# [WRITTEN TASK]
Could you convert the lines from the one holding "Tag a single point on each instance of the stone" through the last line of the items, inclusive, into a Markdown table with the columns Row and Item line, numbering each row and leaving out blank lines?

# [INPUT ROWS]

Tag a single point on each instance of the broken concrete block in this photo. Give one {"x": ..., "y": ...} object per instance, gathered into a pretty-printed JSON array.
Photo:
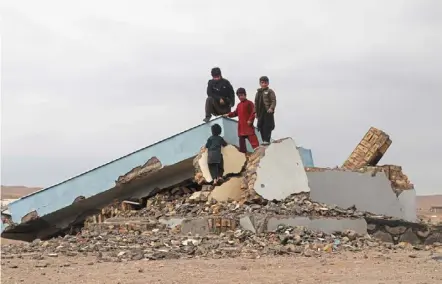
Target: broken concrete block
[
  {"x": 369, "y": 151},
  {"x": 275, "y": 172},
  {"x": 367, "y": 191},
  {"x": 199, "y": 195},
  {"x": 247, "y": 224},
  {"x": 234, "y": 162},
  {"x": 230, "y": 189}
]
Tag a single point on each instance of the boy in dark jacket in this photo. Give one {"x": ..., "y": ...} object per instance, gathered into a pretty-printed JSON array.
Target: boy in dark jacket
[
  {"x": 214, "y": 156},
  {"x": 220, "y": 95},
  {"x": 245, "y": 111},
  {"x": 265, "y": 103}
]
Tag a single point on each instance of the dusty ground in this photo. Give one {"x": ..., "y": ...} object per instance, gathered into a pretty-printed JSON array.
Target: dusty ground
[{"x": 373, "y": 267}]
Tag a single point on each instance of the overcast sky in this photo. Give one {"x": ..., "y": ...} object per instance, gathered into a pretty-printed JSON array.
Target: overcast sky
[{"x": 86, "y": 82}]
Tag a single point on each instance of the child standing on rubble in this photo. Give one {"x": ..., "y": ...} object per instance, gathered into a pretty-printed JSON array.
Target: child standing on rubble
[
  {"x": 214, "y": 156},
  {"x": 265, "y": 103}
]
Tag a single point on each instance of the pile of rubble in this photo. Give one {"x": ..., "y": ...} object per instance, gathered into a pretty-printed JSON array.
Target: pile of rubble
[
  {"x": 163, "y": 243},
  {"x": 179, "y": 203},
  {"x": 262, "y": 208}
]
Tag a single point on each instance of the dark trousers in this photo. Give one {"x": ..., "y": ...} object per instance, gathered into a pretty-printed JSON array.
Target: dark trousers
[
  {"x": 216, "y": 170},
  {"x": 252, "y": 139},
  {"x": 213, "y": 107},
  {"x": 266, "y": 124}
]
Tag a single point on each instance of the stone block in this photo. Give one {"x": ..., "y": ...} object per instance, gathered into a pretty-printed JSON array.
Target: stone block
[
  {"x": 198, "y": 226},
  {"x": 326, "y": 225},
  {"x": 230, "y": 189},
  {"x": 410, "y": 237},
  {"x": 275, "y": 171},
  {"x": 369, "y": 151},
  {"x": 246, "y": 223},
  {"x": 365, "y": 190},
  {"x": 383, "y": 236}
]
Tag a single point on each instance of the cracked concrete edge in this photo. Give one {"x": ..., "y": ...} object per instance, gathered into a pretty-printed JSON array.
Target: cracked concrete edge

# [FINAL RESULT]
| Row | Item line |
|---|---|
| 1 | Tag a single point on each instance of the stone block in this photo. Give one {"x": ..., "y": ...} object per instance, gathered into a pretty-printed JSON array. |
| 2 | Target: stone block |
| 3 | [ |
| 4 |   {"x": 198, "y": 226}, |
| 5 |   {"x": 326, "y": 225}, |
| 6 |   {"x": 230, "y": 189}, |
| 7 |   {"x": 410, "y": 237}, |
| 8 |   {"x": 275, "y": 171}, |
| 9 |   {"x": 369, "y": 151}, |
| 10 |   {"x": 246, "y": 223}, |
| 11 |   {"x": 365, "y": 190}, |
| 12 |   {"x": 383, "y": 236} |
| 13 | ] |
| 14 | Tag a single point on each instance of the cracked concrete edge in this photo. Give one {"x": ..., "y": ...} object per instance, gathered into a pretty-printed JSON array. |
| 15 | Target: cracked concrete edge |